Data extract =>
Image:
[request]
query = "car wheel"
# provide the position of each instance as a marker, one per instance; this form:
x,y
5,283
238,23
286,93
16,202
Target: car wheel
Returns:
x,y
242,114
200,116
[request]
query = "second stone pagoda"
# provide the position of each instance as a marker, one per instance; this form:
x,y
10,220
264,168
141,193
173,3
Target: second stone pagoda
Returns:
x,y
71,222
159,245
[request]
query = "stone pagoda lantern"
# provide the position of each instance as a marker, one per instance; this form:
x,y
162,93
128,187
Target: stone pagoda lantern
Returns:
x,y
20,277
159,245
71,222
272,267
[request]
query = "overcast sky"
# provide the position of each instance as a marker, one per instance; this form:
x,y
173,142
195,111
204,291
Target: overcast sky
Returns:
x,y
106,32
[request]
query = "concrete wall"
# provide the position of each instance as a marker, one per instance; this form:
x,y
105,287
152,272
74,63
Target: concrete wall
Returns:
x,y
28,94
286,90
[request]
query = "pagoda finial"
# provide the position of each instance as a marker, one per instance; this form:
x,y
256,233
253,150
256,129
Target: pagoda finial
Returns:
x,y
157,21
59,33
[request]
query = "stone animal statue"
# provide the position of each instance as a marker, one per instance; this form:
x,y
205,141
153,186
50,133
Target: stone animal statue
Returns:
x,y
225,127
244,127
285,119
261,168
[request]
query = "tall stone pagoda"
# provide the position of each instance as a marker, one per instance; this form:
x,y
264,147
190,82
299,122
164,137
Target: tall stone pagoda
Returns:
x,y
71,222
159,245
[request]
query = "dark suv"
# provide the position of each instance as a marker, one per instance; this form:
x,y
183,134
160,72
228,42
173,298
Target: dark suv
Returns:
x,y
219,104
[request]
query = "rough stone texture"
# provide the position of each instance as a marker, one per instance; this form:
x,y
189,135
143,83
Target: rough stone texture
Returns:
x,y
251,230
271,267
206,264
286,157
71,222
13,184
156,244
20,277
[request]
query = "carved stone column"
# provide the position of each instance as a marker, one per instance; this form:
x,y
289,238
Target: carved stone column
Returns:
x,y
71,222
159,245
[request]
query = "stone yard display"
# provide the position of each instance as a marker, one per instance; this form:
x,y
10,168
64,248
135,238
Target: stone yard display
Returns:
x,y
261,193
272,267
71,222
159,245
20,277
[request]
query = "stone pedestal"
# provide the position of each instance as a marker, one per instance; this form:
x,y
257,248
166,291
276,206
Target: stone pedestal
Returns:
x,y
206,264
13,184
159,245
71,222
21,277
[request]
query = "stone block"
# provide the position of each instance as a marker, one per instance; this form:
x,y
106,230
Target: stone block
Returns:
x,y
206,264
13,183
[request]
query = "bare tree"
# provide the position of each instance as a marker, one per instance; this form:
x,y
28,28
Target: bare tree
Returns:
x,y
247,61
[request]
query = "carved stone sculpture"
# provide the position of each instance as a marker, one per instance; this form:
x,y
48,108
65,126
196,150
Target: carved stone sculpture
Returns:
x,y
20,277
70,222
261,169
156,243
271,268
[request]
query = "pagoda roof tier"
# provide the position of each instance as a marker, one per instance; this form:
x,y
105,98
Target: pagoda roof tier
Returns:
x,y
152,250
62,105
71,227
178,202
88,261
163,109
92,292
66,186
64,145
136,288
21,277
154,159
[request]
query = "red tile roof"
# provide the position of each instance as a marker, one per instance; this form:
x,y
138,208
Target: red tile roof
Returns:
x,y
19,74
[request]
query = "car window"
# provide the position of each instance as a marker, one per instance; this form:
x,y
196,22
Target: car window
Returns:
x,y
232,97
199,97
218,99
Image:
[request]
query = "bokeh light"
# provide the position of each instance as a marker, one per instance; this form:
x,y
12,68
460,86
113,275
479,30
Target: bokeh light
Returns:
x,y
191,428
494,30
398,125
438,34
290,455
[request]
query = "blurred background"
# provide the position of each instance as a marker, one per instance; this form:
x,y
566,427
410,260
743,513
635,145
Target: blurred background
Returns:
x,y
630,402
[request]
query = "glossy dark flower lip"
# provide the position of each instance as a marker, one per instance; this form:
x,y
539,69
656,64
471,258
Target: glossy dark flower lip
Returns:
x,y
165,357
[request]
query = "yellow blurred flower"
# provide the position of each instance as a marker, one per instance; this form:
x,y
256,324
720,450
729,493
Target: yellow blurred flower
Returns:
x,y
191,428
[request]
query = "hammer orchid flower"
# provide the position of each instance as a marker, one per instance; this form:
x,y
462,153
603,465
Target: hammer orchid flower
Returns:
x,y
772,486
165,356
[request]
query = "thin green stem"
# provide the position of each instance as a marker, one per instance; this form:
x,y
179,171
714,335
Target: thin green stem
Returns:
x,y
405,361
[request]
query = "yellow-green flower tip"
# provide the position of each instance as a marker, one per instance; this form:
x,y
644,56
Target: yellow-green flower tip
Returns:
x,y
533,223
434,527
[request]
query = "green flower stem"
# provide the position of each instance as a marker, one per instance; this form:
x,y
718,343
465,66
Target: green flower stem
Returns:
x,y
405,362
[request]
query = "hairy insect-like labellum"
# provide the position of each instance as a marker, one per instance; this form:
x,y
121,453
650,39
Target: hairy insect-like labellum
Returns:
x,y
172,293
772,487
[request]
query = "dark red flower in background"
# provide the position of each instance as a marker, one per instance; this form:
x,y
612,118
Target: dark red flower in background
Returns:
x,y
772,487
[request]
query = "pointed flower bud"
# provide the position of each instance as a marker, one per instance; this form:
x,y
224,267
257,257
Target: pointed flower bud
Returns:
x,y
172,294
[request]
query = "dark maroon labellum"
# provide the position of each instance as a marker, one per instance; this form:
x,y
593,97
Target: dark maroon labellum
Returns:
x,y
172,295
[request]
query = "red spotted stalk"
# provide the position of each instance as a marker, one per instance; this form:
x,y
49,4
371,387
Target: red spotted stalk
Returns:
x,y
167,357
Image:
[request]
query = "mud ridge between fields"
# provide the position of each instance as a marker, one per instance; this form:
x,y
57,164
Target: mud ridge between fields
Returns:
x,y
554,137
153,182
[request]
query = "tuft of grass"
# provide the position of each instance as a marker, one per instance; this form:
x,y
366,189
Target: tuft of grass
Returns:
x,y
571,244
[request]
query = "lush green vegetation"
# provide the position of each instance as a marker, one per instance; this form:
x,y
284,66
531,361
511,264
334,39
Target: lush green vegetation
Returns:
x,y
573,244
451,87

Your instructions => Quote the data above in full, changing nothing.

Full solution =>
Image:
[request]
query = "car wheel"
# provide the position of each instance as a marker, one per instance; this form:
x,y
5,283
238,23
286,93
16,202
Target: car wheel
Returns:
x,y
242,114
200,116
[request]
query = "second stone pagoda"
# provide the position of each instance as a marker, one per instance; this form:
x,y
10,220
264,168
141,193
173,3
Target: second stone pagoda
Returns:
x,y
71,222
159,245
[request]
query = "stone pagoda lantern"
# provide the position of each instance as a marker, one per instance; this form:
x,y
162,93
128,187
Target: stone pagoda lantern
Returns:
x,y
20,277
159,245
71,222
272,267
[request]
query = "overcast sky"
# provide the position of each instance as a marker, one per instance; this form:
x,y
173,142
195,111
204,291
Target: overcast sky
Returns:
x,y
106,32
[request]
query = "concrete wall"
# provide the position of each instance as a marker, one per instance; this form:
x,y
105,287
152,272
74,63
Target: concrete wall
Returns:
x,y
28,94
286,90
[request]
query = "pagoda finial"
# provide the position of each instance as a marker, one per instance; this form:
x,y
256,233
253,150
256,129
Target: pagoda finial
Returns:
x,y
157,21
59,33
[request]
query = "stone animal statue"
# provide the position of each instance as a marker, one per instance; this form:
x,y
205,141
153,186
50,133
Target: stone animal statue
Returns:
x,y
225,127
244,127
285,119
261,168
[request]
query = "tall stone pagoda"
# provide the position of each instance as a marker, one per instance; this form:
x,y
264,147
190,82
299,122
164,137
Target: tall stone pagoda
Returns:
x,y
71,222
159,245
[request]
query = "dark suv"
# provide the position of each instance as a marker, one per instance; this form:
x,y
183,134
160,72
228,42
173,298
Target: dark suv
Returns:
x,y
219,104
[request]
query = "rough stone texture"
# provide the position of each instance as a marker, one per instance; this form:
x,y
189,135
143,83
Target: rough stone texture
Returns:
x,y
251,230
271,267
206,264
286,157
71,222
13,184
156,244
20,277
[request]
query = "carved stone column"
# provide the position of each instance as a marker, one per instance; this form:
x,y
289,238
Target: carved stone column
Returns:
x,y
71,222
159,245
[request]
query = "stone yard display"
# provide the position of each instance as a marker, one per instance; this form:
x,y
10,168
64,248
135,238
Target: stone yard display
Returns:
x,y
261,193
272,267
71,222
159,245
20,277
[request]
query = "stone pedestal"
# provide the position of each instance as a marker, one per instance; this form:
x,y
257,248
166,291
276,206
Target: stone pedestal
Returns:
x,y
206,264
13,184
159,245
71,222
21,277
[request]
query = "stone block"
# provide the position of each instance as a marker, one per instance; this form:
x,y
106,230
Target: stone block
Returns:
x,y
206,264
13,183
[request]
query = "bare tree"
# provide the position of each instance as a marker, one per instance; this form:
x,y
28,28
Target: bare tree
Returns:
x,y
247,61
[request]
query = "carved stone sculpture"
# provide the position of each instance as a marker, one per instance; this form:
x,y
48,108
65,126
196,150
Target: carved stone sculpture
Returns:
x,y
20,277
70,222
261,169
156,243
271,268
[request]
query = "pagoda roof tier"
# provide the position of each instance as a marker, one per instance; this form:
x,y
105,98
Target: pagoda roof tier
Returns:
x,y
152,250
62,105
71,227
178,202
88,261
163,109
92,292
66,186
64,145
136,288
21,277
154,159
[request]
query = "red tile roof"
# provide the position of each instance as a marker, one per instance; this form:
x,y
138,208
Target: red tile roof
Returns:
x,y
19,74
[request]
query = "car window"
# provide the position of each instance as a marker, one per instance; this form:
x,y
196,22
Target: car window
Returns:
x,y
232,97
199,97
218,99
Image:
[request]
query = "bokeh light"
# provide the position of each instance as a marker, one per instance; this form:
x,y
12,68
460,86
113,275
479,30
Target: bokeh light
Returns:
x,y
191,428
494,30
398,125
438,34
290,455
[request]
query = "blurred background"
# provide the position of each instance as a marker, one per instance; this form:
x,y
566,427
410,260
743,513
635,145
Target: blurred background
Returns:
x,y
630,402
[request]
query = "glossy dark flower lip"
# provide the position of each instance as a marker, one per instance; this form:
x,y
539,69
656,64
471,258
Target: glossy dark flower lip
Returns:
x,y
165,357
[request]
query = "yellow blurred flower"
# provide the position of each instance as a marker, one per instance; this form:
x,y
256,324
720,450
729,493
Target: yellow blurred flower
Returns:
x,y
191,428
[request]
query = "hammer orchid flower"
# provide the position of each instance as a marker, one per instance; this form:
x,y
462,153
603,465
Target: hammer orchid flower
Returns:
x,y
772,486
165,356
[request]
query = "thin green stem"
# provide the position of each instance as a marker, one per instance; this form:
x,y
179,171
714,335
Target: thin green stem
Returns:
x,y
405,361
[request]
query = "yellow-green flower tip"
# provide the position of each instance as a marker, one per instance; this form:
x,y
644,56
Target: yellow-green flower tip
Returns:
x,y
533,223
434,527
[request]
query = "green flower stem"
# provide the position of each instance as a marker, one per instance; this form:
x,y
718,343
465,66
Target: green flower stem
Returns:
x,y
405,362
[request]
query = "hairy insect-like labellum"
# provide the position of each instance as a marker, one per instance; this form:
x,y
121,453
650,39
Target: hairy insect-like labellum
Returns:
x,y
172,293
772,487
[request]
query = "dark red flower in background"
# provide the position of each instance as a marker, one per instance; this form:
x,y
612,118
Target: dark red flower in background
Returns:
x,y
772,487
[request]
query = "pointed flower bud"
# provide the position of each instance as a marker, one per instance; this form:
x,y
224,267
257,257
Target: pointed flower bud
Returns:
x,y
172,294
[request]
query = "dark maroon labellum"
# provide the position of each instance as a marker, one per instance; this form:
x,y
593,97
Target: dark maroon labellum
Returns:
x,y
172,295
[request]
query = "red spotted stalk"
# provide the position of each instance as a marker, one per instance; this form:
x,y
49,4
371,387
Target: red spotted stalk
Returns:
x,y
167,357
Image:
[request]
query = "mud ridge between fields"
# provide the position of each instance as a marker, one per instance; this form:
x,y
57,164
Target: mud ridge between fields
Returns:
x,y
554,137
153,182
[request]
query = "tuft of grass"
# provide the position of each instance as a marker, one per instance; this form:
x,y
366,189
Target: tuft of grass
Returns:
x,y
571,244
[request]
query = "lush green vegetation"
# provide the position of each instance as a marker, one per instance; this form:
x,y
284,66
531,361
511,264
334,39
Target: lush green vegetation
Returns:
x,y
573,244
451,87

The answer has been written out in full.